* _PASSAGE_
---+---
As for the Keys disappearing under the deep blue sea, most of the Keys is less than five feet above sea level. The Keys are already losing land to water, and have been for decades, but the process will accelerate as temperatures rise. The United Nations projects global temperatures will rise by 3 degrees Celsius by 2100, which will submerge the Keys, Miami, and the rest of coastal Florida. They could be under water faster if the polar ice melt accelerates. Big Pine Key, home of the key deer, is projected by the Land Conservancy to be underwater in a matter of decades. It’s probably not the place to do any long-term real estate lending. That mortgage isn’t going to be very good security.

Another Interlude

On Thursday we leave for Hawaii, which for some odd and I suspect Southern reason I pronounce Huh-wah-yuh, which Siri can’t understand when I call up my playlist. We should spend today packing, which we won’t. What do we take? Some shorts, some shirts, some wading boots. The couple of 9 wt rods we gave each other for Christmas. A guitar. We fish with Captain Jesse Cheape of High Tide Fishing, a full day on Friday and a half-day on Saturday. After that we’ll sightsee. I think sightseeing is required by the nature of the thing.

It is the second farthest distance we’ll travel, closer than Alaska but further than Maine. I’ve actually practiced casting some, which is frustrating and unrewarding. I’m such a mediocre caster. I’ve tried to keep up my Hawaii reading, and have been through a couple of additional Hawaiian books–The Descendants by Kaui Hart Hemmings, which was very likable, and Dreams from My Father by Barrack Obama, which was about his birth in Kenya.

I guess my thoughts have moved on to Mississippi, which I’ve been working on for May, and Florida which I have to go to in February. I’m beginning to despise Florida and its uncatchable fish, but the Astros open there in April, and if we fail again in February (with a one-day fishing trip to the Keys) maybe we’ll make a fourth trip in April.

Hawaiian music hasn’t really grabbed me: it’s melodic, sweet, all major keys and thirds and fifths and pure tones. I’ve been cheating on Hawaii with Mississippi Blues. It shares a slide guitar, but not much else.

Frontispiece, Life on the Mississippi, The Baton Rouge, 1883, Gutenberg.org.

I also cheated on Hawaii with Mississippi books, and re-read Twain’s Life on the Mississippi. It is such an essential book. It’s only a bit more than a six-hour (read eight-hour) drive from here to Vicksburg, and we could visit the battlefield memorial and the National Cemetery over the long Martin Luther King weekend. Of course with the government shut-down nothing at the National Cemetery would be open. It’s too bad all presidents aren’t required to be born in Kenya.

Early on Twain also traveled to Hawaii (née the Sandwich Islands) and wrote a series of letters from there for a San Francisco newspaper. I didn’t find the letters particularly illuminating, though Twain liked the place immensely and always talked of going back.

I’ve tied some leaders which won’t turn over, and some flies which won’t catch fish. I’ve also bought some flies, almost all of which are some kind of spawning shrimp, which is the only fly I can ever seem to remember on Captain Cheape’s list. I do own a bunch of bonefish flies, almost none of which are on said list. I’ll haul them along anyway.

Meantime the weather here in Houston is as good as it gets: clear, windless, dry, and cool, 61 degrees this morning with a high of 71 degrees. There’s a mockingbird singing through the open door to the porch. Maybe I’ll go look for black bass this afternoon, or spawning crappie. Yesterday we took the skiff out on Galveston bay, and the combination of cold weather and still air left the water clear. We saw some redfish, too.

Didn’t catch those either. We did get some excellent oysters and ceviche at the Black Pearl Oyster Bar on 23rd Street.
---+---
* _LISTED ENTRIES_
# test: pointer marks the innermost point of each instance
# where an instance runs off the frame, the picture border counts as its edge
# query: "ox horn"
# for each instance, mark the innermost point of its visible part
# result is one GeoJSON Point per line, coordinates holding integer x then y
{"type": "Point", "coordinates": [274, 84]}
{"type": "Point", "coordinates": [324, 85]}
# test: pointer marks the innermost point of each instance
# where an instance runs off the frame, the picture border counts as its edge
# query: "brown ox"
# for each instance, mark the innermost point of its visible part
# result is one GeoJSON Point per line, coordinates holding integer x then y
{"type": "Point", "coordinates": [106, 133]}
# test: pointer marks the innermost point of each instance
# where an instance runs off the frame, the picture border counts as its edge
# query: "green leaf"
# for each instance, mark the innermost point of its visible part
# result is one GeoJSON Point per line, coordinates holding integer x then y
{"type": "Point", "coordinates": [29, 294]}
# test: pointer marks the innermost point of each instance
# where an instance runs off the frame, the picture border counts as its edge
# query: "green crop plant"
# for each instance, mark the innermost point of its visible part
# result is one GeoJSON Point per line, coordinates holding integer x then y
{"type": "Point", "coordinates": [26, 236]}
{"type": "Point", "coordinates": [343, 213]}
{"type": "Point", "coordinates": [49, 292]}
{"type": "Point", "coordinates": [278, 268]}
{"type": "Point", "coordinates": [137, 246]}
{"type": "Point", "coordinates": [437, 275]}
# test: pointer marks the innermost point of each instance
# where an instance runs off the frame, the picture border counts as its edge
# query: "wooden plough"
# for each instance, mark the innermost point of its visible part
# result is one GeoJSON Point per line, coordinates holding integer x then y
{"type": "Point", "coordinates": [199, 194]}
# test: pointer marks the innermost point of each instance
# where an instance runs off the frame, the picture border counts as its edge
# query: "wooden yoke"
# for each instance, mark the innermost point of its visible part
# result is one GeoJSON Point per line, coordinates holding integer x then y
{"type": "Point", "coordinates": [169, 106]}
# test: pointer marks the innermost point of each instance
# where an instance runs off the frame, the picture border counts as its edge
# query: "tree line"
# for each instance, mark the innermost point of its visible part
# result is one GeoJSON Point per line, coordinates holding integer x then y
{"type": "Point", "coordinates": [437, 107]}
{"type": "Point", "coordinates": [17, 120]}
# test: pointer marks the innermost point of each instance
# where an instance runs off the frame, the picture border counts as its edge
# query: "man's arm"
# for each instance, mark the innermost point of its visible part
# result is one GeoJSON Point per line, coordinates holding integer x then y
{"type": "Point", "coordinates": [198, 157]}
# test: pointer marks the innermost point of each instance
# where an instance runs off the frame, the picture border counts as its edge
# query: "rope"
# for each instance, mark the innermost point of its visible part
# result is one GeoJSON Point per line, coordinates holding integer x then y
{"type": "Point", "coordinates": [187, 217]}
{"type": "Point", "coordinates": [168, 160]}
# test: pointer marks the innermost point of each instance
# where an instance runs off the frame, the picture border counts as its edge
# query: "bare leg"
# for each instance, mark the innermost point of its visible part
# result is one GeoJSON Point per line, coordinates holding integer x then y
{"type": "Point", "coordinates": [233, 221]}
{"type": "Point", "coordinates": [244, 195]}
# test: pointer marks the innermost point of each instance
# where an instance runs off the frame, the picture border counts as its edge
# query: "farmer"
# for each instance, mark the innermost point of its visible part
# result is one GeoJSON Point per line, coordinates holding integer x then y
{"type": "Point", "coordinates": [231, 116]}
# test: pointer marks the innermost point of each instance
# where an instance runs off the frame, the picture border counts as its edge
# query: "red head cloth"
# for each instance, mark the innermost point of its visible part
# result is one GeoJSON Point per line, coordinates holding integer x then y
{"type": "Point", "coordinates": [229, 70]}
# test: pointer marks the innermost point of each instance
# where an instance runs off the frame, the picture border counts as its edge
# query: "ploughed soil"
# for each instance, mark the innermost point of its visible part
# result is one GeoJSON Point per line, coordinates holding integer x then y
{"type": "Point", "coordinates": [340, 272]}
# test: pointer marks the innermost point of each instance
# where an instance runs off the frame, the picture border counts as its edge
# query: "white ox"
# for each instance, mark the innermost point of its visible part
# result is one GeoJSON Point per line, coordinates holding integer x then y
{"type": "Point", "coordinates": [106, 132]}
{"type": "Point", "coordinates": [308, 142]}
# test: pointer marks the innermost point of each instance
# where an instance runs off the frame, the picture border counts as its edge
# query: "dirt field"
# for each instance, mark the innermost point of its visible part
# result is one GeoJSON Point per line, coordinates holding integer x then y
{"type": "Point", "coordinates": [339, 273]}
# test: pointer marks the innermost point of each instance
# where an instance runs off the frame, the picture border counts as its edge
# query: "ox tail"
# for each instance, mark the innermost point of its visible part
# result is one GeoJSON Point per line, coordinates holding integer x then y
---+---
* _REQUIRED WORK_
Reproduce word for word the section of the fishing trip passage starting with "Hawaiian music hasn’t" and going on through "Rouge, 1883, Gutenberg.org.". Leave the lines aside; they have no role here.

* _SOLUTION FOR THIS PROBLEM_
Hawaiian music hasn’t really grabbed me: it’s melodic, sweet, all major keys and thirds and fifths and pure tones. I’ve been cheating on Hawaii with Mississippi Blues. It shares a slide guitar, but not much else.

Frontispiece, Life on the Mississippi, The Baton Rouge, 1883, Gutenberg.org.